▶ [Exercise brief]
Could each record be restated word for word?

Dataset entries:
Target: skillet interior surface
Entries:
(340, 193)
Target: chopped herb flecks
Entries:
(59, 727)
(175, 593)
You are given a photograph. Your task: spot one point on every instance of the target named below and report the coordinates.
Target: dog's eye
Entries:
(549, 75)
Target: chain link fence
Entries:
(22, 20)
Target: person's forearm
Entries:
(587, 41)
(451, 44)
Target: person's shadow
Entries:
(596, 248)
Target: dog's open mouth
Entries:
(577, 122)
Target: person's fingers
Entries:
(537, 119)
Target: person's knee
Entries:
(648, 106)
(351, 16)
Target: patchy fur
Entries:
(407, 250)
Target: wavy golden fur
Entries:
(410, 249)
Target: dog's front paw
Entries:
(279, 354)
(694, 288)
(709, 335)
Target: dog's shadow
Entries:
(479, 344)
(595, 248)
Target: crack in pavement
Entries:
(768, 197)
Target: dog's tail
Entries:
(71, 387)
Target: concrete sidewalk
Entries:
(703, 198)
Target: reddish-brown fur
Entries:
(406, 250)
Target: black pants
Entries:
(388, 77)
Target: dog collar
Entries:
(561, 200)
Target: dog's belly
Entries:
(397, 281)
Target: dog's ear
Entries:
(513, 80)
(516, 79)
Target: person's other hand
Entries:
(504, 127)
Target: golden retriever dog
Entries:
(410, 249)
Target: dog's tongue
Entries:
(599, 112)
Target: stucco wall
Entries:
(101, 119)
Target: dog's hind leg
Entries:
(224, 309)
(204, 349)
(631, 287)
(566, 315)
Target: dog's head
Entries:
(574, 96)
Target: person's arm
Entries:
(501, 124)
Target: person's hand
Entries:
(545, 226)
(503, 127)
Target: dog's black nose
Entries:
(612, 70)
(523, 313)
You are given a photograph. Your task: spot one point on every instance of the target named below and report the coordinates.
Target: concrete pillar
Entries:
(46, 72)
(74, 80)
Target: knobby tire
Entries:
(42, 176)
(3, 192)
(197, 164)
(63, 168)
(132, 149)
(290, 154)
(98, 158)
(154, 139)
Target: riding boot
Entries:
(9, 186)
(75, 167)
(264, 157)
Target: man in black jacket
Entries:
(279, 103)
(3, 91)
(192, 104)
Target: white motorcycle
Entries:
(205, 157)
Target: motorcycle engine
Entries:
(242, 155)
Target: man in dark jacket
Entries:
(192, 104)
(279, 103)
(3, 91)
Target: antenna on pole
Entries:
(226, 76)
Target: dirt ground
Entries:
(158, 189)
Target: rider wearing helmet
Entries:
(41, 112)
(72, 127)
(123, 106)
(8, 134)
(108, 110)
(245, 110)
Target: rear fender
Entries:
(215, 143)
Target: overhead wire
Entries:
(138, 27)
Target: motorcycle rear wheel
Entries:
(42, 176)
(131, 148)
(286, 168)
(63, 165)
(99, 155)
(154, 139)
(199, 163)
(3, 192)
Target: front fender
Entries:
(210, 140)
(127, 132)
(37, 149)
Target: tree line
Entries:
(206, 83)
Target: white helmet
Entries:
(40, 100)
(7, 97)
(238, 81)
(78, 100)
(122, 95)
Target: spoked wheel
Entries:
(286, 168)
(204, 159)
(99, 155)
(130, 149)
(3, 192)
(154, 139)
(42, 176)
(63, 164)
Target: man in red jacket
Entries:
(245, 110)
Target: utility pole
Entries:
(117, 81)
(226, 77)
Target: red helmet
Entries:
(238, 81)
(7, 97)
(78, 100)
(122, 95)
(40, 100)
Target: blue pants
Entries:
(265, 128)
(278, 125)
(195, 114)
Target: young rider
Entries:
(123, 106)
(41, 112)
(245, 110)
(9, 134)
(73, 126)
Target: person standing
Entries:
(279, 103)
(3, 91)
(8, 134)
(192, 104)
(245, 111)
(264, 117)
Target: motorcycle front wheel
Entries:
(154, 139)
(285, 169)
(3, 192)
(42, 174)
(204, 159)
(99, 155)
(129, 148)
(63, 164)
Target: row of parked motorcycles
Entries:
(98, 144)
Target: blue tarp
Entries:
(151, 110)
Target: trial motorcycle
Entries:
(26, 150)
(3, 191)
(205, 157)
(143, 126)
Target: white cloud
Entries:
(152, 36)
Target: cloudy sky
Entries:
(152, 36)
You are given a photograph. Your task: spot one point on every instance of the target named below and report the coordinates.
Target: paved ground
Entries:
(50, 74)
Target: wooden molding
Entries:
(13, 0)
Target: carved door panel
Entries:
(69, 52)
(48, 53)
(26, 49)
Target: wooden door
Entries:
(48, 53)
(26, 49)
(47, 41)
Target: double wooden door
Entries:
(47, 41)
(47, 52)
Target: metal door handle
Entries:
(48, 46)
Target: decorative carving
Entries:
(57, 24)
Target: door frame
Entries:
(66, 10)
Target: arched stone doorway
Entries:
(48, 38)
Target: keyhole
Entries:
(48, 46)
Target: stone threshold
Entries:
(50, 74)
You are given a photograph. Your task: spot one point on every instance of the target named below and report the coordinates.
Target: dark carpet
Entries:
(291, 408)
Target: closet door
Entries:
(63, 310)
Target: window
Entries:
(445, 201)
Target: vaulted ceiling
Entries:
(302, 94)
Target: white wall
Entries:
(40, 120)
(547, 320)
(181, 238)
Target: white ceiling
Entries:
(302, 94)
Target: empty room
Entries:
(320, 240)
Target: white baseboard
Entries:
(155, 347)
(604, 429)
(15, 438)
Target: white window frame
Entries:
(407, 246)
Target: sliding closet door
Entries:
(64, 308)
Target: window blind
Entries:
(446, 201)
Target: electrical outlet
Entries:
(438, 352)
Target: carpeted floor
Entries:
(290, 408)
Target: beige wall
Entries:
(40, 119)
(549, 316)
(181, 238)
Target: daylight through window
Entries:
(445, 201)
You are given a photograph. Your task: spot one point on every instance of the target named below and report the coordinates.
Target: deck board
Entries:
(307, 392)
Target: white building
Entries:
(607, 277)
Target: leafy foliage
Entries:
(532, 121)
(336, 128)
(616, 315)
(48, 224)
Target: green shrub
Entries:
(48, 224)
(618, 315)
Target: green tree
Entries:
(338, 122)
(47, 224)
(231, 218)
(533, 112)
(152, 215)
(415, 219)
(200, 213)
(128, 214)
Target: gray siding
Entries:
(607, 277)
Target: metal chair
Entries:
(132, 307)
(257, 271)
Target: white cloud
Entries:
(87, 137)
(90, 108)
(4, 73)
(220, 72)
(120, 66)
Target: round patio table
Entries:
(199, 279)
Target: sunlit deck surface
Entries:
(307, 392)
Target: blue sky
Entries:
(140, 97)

▶ [Answer]
Target: skillet interior surface
Entries:
(340, 193)
Target: chopped herb flecks
Entries:
(59, 727)
(175, 593)
You are given a photograph. Your task: spot one point on every instance of the target named below and report the coordinates.
Target: dog's eye
Entries:
(549, 75)
Target: chain link fence
Entries:
(22, 20)
Target: person's forearm
Entries:
(587, 41)
(451, 44)
Target: person's shadow
Entries:
(596, 248)
Target: dog's open mouth
Entries:
(577, 122)
Target: person's fingers
Entries:
(537, 119)
Target: person's knee
Entries:
(648, 106)
(351, 16)
Target: patchy fur
Entries:
(407, 250)
Target: wavy golden fur
Entries:
(410, 249)
Target: dog's front paw
Entries:
(279, 354)
(694, 288)
(709, 335)
Target: dog's shadow
Entries:
(479, 344)
(595, 248)
Target: crack in pavement
Entries:
(768, 197)
Target: dog's tail
Entries:
(71, 387)
Target: concrete sidewalk
Entries:
(703, 198)
Target: reddish-brown fur
Entries:
(406, 250)
Target: black pants
Entries:
(388, 77)
Target: dog collar
Entries:
(561, 200)
Target: dog's belly
Entries:
(397, 281)
Target: dog's ear
Entries:
(513, 80)
(516, 79)
Target: person's other hand
Entries:
(504, 127)
Target: golden retriever dog
Entries:
(410, 249)
Target: dog's tongue
Entries:
(599, 112)
Target: stucco wall
Entries:
(101, 119)
Target: dog's hind leg
Entries:
(224, 309)
(204, 349)
(631, 287)
(566, 315)
Target: dog's head
Entries:
(574, 96)
Target: person's arm
Entries:
(501, 124)
Target: person's hand
Entries:
(545, 226)
(503, 127)
Target: dog's black nose
Entries:
(612, 70)
(523, 313)
You are given a photograph. Your task: spot one point on every instance of the target named below and report the coordinates.
Target: concrete pillar
Entries:
(46, 72)
(74, 80)
Target: knobby tire
Entries:
(42, 176)
(3, 192)
(197, 164)
(63, 168)
(132, 149)
(290, 154)
(98, 158)
(154, 139)
Target: riding boot
Entries:
(9, 186)
(75, 167)
(264, 157)
Target: man in black jacket
Entries:
(279, 103)
(3, 91)
(192, 104)
Target: white motorcycle
Entries:
(205, 157)
Target: motorcycle engine
Entries:
(242, 155)
Target: man in dark jacket
Entries:
(192, 104)
(279, 103)
(3, 91)
Target: antenna on pole
Entries:
(226, 76)
Target: dirt ground
Entries:
(158, 189)
Target: rider wearing helmet
Entries:
(41, 112)
(72, 127)
(123, 106)
(8, 134)
(108, 110)
(245, 110)
Target: rear fender
Entries:
(215, 143)
Target: overhead wire
Entries:
(138, 27)
Target: motorcycle rear wheel
Entries:
(42, 176)
(131, 148)
(286, 168)
(63, 165)
(99, 155)
(154, 139)
(199, 163)
(3, 192)
Target: front fender
Entries:
(210, 140)
(127, 132)
(37, 149)
Target: tree line
Entries:
(206, 83)
Target: white helmet
Entries:
(40, 100)
(7, 97)
(238, 81)
(78, 100)
(122, 95)
Target: spoked wheel
Entries:
(286, 168)
(204, 159)
(99, 155)
(130, 149)
(3, 192)
(154, 139)
(42, 176)
(63, 164)
Target: man in red jacket
Entries:
(245, 110)
Target: utility pole
Entries:
(117, 81)
(226, 77)
Target: red helmet
Entries:
(238, 81)
(7, 97)
(78, 100)
(122, 95)
(40, 100)
Target: blue pants
Entries:
(265, 128)
(278, 125)
(195, 114)
Target: young rider
Entries:
(123, 106)
(41, 112)
(245, 110)
(9, 134)
(73, 126)
Target: person standing
Entries:
(279, 103)
(3, 91)
(8, 134)
(192, 104)
(245, 111)
(264, 117)
Target: motorcycle front wheel
Entries:
(154, 139)
(285, 169)
(3, 192)
(42, 174)
(204, 159)
(99, 155)
(129, 148)
(63, 164)
Target: row of parked motorcycles
Entries:
(98, 144)
Target: blue tarp
Entries:
(151, 110)
Target: trial motorcycle
Entries:
(26, 150)
(3, 191)
(205, 157)
(143, 126)
Target: white cloud
Entries:
(152, 36)
Target: cloudy sky
Entries:
(152, 36)
You are given a photograph. Your task: spot one point on every instance of the target named below and report the coordinates.
Target: paved ground
Entries:
(50, 74)
Target: wooden molding
Entries:
(13, 0)
Target: carved door panel
Entries:
(69, 52)
(48, 53)
(26, 49)
Target: wooden door
Entries:
(48, 53)
(26, 49)
(47, 41)
Target: double wooden door
Entries:
(47, 41)
(47, 52)
Target: metal door handle
Entries:
(48, 46)
Target: decorative carving
Entries:
(57, 24)
Target: door frame
Entries:
(66, 10)
Target: arched stone doorway
Entries:
(48, 38)
Target: keyhole
Entries:
(48, 46)
Target: stone threshold
Entries:
(50, 74)
You are given a photograph. Your task: spot one point on every instance of the target named below and report the coordinates.
Target: dark carpet
Entries:
(291, 408)
Target: closet door
Entries:
(63, 310)
Target: window
Entries:
(445, 201)
Target: vaulted ceiling
Entries:
(302, 94)
Target: white wall
Entries:
(40, 120)
(547, 320)
(181, 238)
Target: white ceiling
Entries:
(302, 94)
Target: empty room
Entries:
(320, 240)
Target: white baseboard
Entries:
(155, 347)
(604, 429)
(15, 438)
Target: white window frame
Entries:
(407, 246)
Target: sliding closet door
Entries:
(64, 308)
Target: window blind
Entries:
(446, 201)
Target: electrical outlet
Entries:
(438, 352)
Target: carpeted floor
Entries:
(290, 408)
Target: beige wall
Entries:
(40, 119)
(549, 316)
(181, 238)
Target: daylight through window
Entries:
(445, 201)
You are given a photograph. Your task: spot one point on every instance of the target named below and report the coordinates.
Target: deck board
Entries:
(307, 392)
Target: white building
Entries:
(607, 277)
Target: leafy foliage
Entries:
(532, 121)
(336, 128)
(616, 315)
(48, 224)
Target: green shrub
Entries:
(48, 224)
(618, 315)
Target: green tree
Entries:
(338, 122)
(47, 224)
(231, 218)
(533, 112)
(152, 215)
(415, 219)
(200, 213)
(128, 214)
Target: gray siding
Entries:
(607, 277)
Target: metal chair
Entries:
(132, 307)
(257, 271)
Target: white cloud
Entries:
(87, 137)
(90, 108)
(4, 73)
(220, 72)
(120, 66)
Target: round patio table
Entries:
(199, 279)
Target: sunlit deck surface
Entries:
(307, 392)
Target: blue sky
Entries:
(140, 97)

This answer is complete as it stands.